- **RECORDED INFORMATION**
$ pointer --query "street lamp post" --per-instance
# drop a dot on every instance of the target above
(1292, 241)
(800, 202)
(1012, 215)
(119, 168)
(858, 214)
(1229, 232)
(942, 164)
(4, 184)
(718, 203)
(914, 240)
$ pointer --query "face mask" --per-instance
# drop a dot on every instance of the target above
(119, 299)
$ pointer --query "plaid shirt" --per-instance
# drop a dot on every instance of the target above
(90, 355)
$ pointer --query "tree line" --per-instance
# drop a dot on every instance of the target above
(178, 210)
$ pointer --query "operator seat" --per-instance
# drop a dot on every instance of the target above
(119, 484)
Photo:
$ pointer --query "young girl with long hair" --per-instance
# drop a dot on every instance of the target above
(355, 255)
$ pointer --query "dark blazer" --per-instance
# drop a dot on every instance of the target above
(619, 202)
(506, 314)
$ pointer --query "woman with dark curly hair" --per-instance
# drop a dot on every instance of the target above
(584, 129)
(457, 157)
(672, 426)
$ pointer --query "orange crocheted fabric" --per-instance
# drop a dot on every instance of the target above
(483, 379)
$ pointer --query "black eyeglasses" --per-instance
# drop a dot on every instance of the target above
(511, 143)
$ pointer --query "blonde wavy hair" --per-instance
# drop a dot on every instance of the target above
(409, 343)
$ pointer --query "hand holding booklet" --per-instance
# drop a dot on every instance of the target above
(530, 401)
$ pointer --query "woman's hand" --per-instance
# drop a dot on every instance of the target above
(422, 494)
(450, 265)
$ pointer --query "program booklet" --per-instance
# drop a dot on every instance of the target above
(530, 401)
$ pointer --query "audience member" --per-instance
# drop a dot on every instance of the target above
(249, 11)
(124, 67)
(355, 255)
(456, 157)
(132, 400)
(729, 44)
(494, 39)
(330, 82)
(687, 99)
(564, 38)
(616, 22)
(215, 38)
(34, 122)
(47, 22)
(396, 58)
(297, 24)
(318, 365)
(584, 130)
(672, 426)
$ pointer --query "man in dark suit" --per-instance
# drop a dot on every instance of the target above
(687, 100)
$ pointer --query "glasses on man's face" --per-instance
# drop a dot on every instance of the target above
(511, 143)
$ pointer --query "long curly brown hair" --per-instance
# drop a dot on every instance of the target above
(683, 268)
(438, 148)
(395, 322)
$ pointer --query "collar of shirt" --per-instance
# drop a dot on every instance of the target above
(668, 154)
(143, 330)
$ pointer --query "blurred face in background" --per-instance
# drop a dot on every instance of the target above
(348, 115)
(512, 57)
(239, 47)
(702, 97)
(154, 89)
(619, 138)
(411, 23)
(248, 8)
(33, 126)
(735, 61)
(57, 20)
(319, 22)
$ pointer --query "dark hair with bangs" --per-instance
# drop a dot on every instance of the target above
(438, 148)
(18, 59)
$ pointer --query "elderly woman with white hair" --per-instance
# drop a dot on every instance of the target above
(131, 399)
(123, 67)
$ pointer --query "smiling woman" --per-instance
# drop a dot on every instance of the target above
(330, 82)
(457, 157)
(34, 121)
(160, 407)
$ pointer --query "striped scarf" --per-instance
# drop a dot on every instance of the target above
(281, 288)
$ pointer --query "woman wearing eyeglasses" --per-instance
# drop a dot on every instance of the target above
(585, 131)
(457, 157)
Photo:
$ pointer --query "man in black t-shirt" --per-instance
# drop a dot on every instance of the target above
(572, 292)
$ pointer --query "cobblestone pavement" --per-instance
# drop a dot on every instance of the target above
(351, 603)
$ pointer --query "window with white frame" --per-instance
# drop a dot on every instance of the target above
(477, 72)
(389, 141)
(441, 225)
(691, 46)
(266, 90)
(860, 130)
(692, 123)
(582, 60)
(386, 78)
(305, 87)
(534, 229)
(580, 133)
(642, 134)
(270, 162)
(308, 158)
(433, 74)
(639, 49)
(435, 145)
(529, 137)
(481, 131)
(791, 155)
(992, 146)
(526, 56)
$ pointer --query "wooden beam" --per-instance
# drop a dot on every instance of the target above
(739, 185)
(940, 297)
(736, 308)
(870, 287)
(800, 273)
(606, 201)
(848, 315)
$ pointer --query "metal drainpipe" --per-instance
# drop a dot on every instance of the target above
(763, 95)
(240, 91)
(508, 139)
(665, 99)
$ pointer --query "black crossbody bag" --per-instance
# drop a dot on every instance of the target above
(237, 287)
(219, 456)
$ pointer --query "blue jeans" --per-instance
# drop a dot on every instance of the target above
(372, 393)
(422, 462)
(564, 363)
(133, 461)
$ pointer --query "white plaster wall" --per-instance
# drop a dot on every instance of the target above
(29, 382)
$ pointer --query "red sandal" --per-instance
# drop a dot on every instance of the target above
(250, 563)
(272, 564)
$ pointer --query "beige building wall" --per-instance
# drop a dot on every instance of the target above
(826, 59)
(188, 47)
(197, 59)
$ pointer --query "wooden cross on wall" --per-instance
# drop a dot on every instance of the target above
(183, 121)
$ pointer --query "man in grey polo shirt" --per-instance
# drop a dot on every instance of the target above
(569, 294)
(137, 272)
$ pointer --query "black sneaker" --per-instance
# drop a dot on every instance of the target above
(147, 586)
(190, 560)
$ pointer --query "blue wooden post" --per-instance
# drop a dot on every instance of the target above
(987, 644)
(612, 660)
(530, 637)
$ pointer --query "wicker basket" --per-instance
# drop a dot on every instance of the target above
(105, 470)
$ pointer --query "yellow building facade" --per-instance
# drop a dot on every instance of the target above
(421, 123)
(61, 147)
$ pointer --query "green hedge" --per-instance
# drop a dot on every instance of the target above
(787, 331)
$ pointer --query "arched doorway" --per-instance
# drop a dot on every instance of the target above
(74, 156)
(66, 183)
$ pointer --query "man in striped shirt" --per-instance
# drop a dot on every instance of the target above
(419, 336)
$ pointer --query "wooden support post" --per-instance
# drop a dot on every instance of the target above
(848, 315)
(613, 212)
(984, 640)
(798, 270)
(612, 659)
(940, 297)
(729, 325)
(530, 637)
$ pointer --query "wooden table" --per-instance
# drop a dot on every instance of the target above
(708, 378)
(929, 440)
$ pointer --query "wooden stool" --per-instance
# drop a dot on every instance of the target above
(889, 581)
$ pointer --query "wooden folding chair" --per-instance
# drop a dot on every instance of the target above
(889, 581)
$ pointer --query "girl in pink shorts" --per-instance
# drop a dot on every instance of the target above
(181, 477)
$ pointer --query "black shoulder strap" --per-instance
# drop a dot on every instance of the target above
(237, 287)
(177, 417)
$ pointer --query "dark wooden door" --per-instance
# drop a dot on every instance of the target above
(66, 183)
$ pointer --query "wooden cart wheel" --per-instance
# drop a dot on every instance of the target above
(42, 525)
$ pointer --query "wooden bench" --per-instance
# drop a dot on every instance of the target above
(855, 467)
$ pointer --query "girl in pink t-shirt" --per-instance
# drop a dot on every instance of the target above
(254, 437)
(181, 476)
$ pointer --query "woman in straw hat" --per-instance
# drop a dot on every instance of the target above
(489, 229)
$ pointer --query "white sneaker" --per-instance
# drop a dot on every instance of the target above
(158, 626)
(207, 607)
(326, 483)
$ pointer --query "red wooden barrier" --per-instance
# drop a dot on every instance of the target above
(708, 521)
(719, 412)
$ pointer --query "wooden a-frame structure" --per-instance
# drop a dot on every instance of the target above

- **REQUEST**
Output the listing above exactly as it appears.

- **COMPLETE RESPONSE**
$ pointer --query "street lamp post" --per-instance
# drop a dot on every instance of the target above
(1292, 241)
(800, 202)
(1012, 215)
(119, 168)
(858, 214)
(1229, 232)
(942, 164)
(4, 184)
(718, 203)
(914, 240)
$ pointer --query "face mask" --per-instance
# drop a dot on every instance of the target above
(119, 299)
$ pointer --query "plaid shirt" --per-instance
# drop a dot on every instance of the target above
(90, 355)
$ pointer --query "tree line" --per-instance
# drop a dot on every instance of the target above
(178, 210)
$ pointer --query "operator seat" --per-instance
# drop a dot on every instance of the target above
(119, 484)
Photo:
$ pointer --query "young girl with long hair" --per-instance
# drop a dot on every instance of the target above
(355, 255)
$ pointer --query "dark blazer" --per-instance
# drop a dot on every instance of the target above
(619, 202)
(506, 314)
$ pointer --query "woman with dark curly hair" --per-instance
# drop a dot on every instance of the target above
(584, 129)
(457, 157)
(672, 426)
$ pointer --query "orange crocheted fabric" --per-instance
# drop a dot on every instance of the target above
(483, 379)
$ pointer --query "black eyeglasses" --per-instance
# drop a dot on every instance of the target above
(511, 143)
$ pointer --query "blonde wavy hair" --per-instance
# drop a dot on every instance of the target above
(409, 343)
$ pointer --query "hand holding booklet" --per-instance
# drop a dot on every instance of the target above
(530, 401)
$ pointer --query "woman's hand" --per-instance
# drop a dot on every instance of the target above
(422, 494)
(450, 265)
$ pointer --query "program booklet" --per-instance
# drop a dot on every instance of the target above
(530, 401)
$ pointer --query "audience member" --per-instance
# drop a dot on every instance of the target above
(249, 11)
(124, 67)
(355, 255)
(456, 157)
(132, 400)
(729, 44)
(494, 39)
(330, 82)
(687, 99)
(564, 38)
(616, 22)
(215, 38)
(34, 122)
(47, 22)
(396, 58)
(297, 24)
(318, 365)
(584, 130)
(672, 426)
$ pointer --query "man in dark suit" --per-instance
# drop a dot on every instance of the target above
(687, 100)
$ pointer --query "glasses on man's face" --per-instance
# drop a dot on every instance of the target above
(511, 143)
$ pointer --query "long curly brown hair" --per-instance
# drop a dot on every instance of the target above
(683, 268)
(438, 148)
(395, 322)
$ pointer --query "collar of shirt" --per-instance
# drop a dot on every instance of the target above
(668, 154)
(143, 330)
$ pointer --query "blurred face in background" --per-instance
# drop a dot on every instance of the target above
(348, 115)
(512, 57)
(239, 47)
(702, 97)
(154, 89)
(619, 138)
(411, 23)
(248, 8)
(33, 126)
(735, 61)
(57, 20)
(319, 22)
$ pointer --query "dark hair with bangs" --per-instance
# drop a dot on every instance of the target above
(438, 148)
(18, 59)
$ pointer --query "elderly woman with white hair" --per-instance
# drop a dot on every instance of the target above
(131, 399)
(123, 67)
$ pointer --query "smiling woman" --per-instance
# drop a dot on every instance of the target above
(330, 82)
(457, 157)
(34, 121)
(160, 407)
$ pointer --query "striped scarf" --per-instance
# drop a dot on every instance of the target above
(281, 288)
$ pointer --query "woman wearing eyeglasses" --per-instance
# drop a dot on every instance of the target above
(585, 131)
(457, 157)
Photo:
$ pointer --query "man in black t-shirt" --per-instance
# drop a dot on every instance of the target above
(572, 292)
$ pointer --query "cobblestone pavement" --per-instance
# drop a dot on every instance of the target above
(351, 603)
$ pointer --query "window with white frame" --per-instance
# drop a dot on every instance of the target above
(477, 72)
(389, 141)
(441, 225)
(691, 46)
(266, 90)
(860, 130)
(692, 123)
(582, 60)
(386, 78)
(305, 87)
(534, 229)
(580, 133)
(642, 134)
(270, 162)
(308, 158)
(433, 74)
(639, 49)
(435, 145)
(529, 137)
(481, 131)
(791, 155)
(992, 146)
(526, 56)
$ pointer --query "wooden beam" --per-instance
# drop a dot on every instance of the target above
(739, 185)
(940, 297)
(736, 308)
(870, 287)
(800, 273)
(606, 201)
(848, 315)
$ pointer --query "metal drainpipe" --per-instance
# drop a dot on every instance of the target above
(763, 95)
(240, 91)
(508, 139)
(665, 99)
$ pointer --query "black crossbody bag" --per-instance
# drop a dot on every instance of the target above
(237, 287)
(219, 456)
$ pointer --query "blue jeans" --per-instance
# drop a dot on every instance of the target above
(372, 393)
(422, 462)
(564, 363)
(133, 461)
$ pointer --query "white plaster wall" --per-instance
# drop a dot on every instance of the target above
(29, 382)
$ pointer --query "red sandal" --per-instance
# drop a dot on every instance of the target above
(250, 563)
(272, 564)
$ pointer --query "beige building wall" --per-instance
# drop a dot on every instance of the target above
(826, 59)
(188, 47)
(197, 59)
$ pointer --query "wooden cross on wall" --per-instance
# drop a dot on every instance of the target above
(183, 121)
$ pointer --query "man in grey polo shirt" --per-instance
# drop a dot on every instance of the target above
(569, 294)
(137, 272)
$ pointer --query "black sneaker" --per-instance
# drop a dot on every instance of the target above
(147, 586)
(190, 560)
$ pointer --query "blue wooden post" --per-instance
# drop a dot on every instance of the target above
(987, 644)
(612, 660)
(530, 637)
$ pointer --query "wicker basket" --per-instance
# drop a dot on every instance of the target above
(105, 470)
$ pointer --query "yellow building facade" --per-instance
# drop a dot on every instance of the target above
(421, 123)
(61, 147)
$ pointer --query "green hedge" --per-instance
# drop a dot on every instance of the target above
(787, 331)
$ pointer --query "arched doorway" --per-instance
# drop a dot on every instance of the target above
(74, 156)
(66, 183)
$ pointer --query "man in striped shirt" --per-instance
# drop a dot on every instance of the target above
(419, 336)
$ pointer --query "wooden support post" --per-instance
# drop a dot on every instance of the target above
(848, 315)
(613, 212)
(984, 640)
(798, 270)
(612, 659)
(940, 297)
(729, 325)
(530, 637)
$ pointer --query "wooden table" --per-instance
# drop a dot on every instance of the target above
(708, 378)
(929, 440)
$ pointer --query "wooden stool" --per-instance
# drop a dot on every instance of the target above
(889, 581)
$ pointer --query "wooden folding chair" --per-instance
# drop a dot on every instance of the target above
(889, 581)
$ pointer --query "girl in pink shorts" --per-instance
# drop a dot on every instance of the target above
(181, 477)
$ pointer --query "black shoulder strap" --per-instance
# drop a dot on every instance of the target above
(237, 287)
(177, 417)
$ pointer --query "dark wooden door" --per-instance
# drop a dot on every instance of the target above
(66, 183)
$ pointer --query "wooden cart wheel" --per-instance
# drop a dot on every instance of the target above
(42, 525)
$ pointer --query "wooden bench" --per-instance
# drop a dot on every instance of the target above
(855, 467)
$ pointer --query "girl in pink t-shirt" --per-instance
# drop a dot on every instance of the target above
(254, 437)
(181, 476)
$ pointer --query "woman in straw hat" --per-instance
# drop a dot on every instance of the target above
(489, 229)
$ pointer --query "white sneaker" --per-instance
# drop a dot on every instance of the target above
(158, 626)
(207, 607)
(326, 483)
$ pointer --query "red wooden barrier" --per-instance
# drop a dot on every instance of the target above
(708, 521)
(719, 412)
$ pointer --query "wooden a-frame structure" --per-instance
# drop a dot on every instance of the target above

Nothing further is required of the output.